What to work on:
Instruction for the entries that follow: retype exactly the lines from the line with "Target: green grass" to the line with "Form: x=184 y=80", both included, and omit all others.

---------- Given records

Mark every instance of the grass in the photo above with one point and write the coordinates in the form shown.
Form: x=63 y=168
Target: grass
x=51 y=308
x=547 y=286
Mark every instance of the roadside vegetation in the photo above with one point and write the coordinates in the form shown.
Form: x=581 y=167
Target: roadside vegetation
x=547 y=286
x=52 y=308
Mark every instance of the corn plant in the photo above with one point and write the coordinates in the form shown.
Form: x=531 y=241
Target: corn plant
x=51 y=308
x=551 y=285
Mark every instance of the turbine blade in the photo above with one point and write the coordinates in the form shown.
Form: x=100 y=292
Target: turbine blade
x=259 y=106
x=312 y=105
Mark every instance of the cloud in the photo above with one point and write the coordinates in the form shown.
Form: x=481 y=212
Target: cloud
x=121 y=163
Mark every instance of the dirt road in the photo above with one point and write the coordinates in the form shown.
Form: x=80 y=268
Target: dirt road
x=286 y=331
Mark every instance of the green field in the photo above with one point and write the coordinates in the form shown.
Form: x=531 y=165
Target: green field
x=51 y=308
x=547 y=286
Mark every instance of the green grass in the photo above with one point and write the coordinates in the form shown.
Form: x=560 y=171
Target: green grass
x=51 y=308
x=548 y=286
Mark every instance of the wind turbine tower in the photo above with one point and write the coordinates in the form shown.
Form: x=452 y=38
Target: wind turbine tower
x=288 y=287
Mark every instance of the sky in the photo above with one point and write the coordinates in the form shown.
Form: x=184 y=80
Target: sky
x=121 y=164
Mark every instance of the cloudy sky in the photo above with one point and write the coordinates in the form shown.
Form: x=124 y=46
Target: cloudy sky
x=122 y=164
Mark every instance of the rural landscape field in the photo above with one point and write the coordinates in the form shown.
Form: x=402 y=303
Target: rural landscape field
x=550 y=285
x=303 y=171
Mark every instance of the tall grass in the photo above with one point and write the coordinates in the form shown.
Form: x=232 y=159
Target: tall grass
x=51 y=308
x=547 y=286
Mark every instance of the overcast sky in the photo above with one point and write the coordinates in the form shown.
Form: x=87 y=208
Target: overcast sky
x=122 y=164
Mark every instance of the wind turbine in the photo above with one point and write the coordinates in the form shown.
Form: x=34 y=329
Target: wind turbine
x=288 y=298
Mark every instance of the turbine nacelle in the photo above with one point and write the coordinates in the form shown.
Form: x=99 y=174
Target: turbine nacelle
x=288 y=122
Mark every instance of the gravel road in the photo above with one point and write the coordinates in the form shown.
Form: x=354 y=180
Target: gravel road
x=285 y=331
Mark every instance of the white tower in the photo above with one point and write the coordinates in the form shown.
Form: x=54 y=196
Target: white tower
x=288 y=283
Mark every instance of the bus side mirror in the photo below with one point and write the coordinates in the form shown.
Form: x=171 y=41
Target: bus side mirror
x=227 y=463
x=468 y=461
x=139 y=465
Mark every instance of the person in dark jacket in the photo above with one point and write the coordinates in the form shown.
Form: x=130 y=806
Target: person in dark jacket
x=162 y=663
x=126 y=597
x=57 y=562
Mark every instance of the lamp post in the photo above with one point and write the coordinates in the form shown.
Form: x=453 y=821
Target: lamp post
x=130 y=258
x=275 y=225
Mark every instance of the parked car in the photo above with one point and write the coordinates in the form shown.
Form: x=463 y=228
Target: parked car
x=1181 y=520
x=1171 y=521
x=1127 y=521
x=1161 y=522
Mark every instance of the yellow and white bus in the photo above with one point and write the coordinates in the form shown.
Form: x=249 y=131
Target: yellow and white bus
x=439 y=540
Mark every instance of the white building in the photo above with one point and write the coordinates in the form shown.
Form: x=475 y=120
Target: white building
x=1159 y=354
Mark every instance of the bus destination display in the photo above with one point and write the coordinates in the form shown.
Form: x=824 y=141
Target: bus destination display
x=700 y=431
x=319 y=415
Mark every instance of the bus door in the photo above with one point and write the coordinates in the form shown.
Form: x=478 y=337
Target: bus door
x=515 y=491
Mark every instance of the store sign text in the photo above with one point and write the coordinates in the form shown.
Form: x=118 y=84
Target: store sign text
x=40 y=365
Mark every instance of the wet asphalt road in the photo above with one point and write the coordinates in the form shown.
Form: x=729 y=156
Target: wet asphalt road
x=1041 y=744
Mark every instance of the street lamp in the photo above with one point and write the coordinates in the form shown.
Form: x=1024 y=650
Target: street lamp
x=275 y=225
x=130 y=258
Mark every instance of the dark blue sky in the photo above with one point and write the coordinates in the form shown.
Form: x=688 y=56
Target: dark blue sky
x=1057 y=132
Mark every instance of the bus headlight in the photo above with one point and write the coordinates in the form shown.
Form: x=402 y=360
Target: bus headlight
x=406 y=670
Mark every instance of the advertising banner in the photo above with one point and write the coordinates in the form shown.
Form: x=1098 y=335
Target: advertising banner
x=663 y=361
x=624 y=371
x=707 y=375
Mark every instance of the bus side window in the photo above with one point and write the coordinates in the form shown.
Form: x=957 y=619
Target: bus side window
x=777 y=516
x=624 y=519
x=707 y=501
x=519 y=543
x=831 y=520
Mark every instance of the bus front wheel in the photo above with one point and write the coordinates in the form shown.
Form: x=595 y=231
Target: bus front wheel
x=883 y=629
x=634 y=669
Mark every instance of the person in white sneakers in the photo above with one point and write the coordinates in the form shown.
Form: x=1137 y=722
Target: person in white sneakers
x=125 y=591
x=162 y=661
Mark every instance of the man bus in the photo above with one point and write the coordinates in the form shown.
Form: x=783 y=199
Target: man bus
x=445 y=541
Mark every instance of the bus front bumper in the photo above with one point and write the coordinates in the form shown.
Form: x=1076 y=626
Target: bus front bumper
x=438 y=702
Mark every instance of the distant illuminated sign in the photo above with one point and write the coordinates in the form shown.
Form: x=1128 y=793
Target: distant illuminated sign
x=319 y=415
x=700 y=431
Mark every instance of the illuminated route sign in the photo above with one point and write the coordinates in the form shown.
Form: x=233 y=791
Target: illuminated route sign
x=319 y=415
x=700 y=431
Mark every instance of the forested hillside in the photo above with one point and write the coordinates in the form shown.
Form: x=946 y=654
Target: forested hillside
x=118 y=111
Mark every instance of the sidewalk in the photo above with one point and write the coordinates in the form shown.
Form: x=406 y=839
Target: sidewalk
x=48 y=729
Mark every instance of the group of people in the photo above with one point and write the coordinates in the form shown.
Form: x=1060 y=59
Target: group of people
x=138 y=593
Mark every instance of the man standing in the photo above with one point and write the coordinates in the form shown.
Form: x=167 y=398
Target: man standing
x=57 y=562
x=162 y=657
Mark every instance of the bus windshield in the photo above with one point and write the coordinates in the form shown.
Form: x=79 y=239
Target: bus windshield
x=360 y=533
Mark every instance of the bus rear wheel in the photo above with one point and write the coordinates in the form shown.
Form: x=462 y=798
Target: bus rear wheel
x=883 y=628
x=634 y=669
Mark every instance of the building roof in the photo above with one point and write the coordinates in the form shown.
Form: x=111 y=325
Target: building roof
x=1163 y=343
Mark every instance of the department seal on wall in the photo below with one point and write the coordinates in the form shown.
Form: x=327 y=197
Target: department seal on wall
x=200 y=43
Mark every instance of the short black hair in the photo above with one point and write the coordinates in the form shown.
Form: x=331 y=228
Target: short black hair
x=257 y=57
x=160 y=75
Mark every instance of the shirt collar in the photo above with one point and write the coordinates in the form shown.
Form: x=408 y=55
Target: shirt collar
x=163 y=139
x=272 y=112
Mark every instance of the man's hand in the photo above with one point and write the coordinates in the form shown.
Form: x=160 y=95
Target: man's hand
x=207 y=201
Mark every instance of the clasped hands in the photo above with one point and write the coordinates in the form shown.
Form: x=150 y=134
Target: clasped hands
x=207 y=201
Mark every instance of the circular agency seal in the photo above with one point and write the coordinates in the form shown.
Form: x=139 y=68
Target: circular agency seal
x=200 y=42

--------------------

Answer box:
Target: green grass
x=51 y=308
x=548 y=286
Mark every instance of the wind turbine tower in the photo above with one point and write the coordinates in the form shown.
Form: x=452 y=38
Target: wind turbine tower
x=288 y=287
Mark every instance of the sky in the photo above with one point and write the coordinates in the form shown.
Form: x=184 y=80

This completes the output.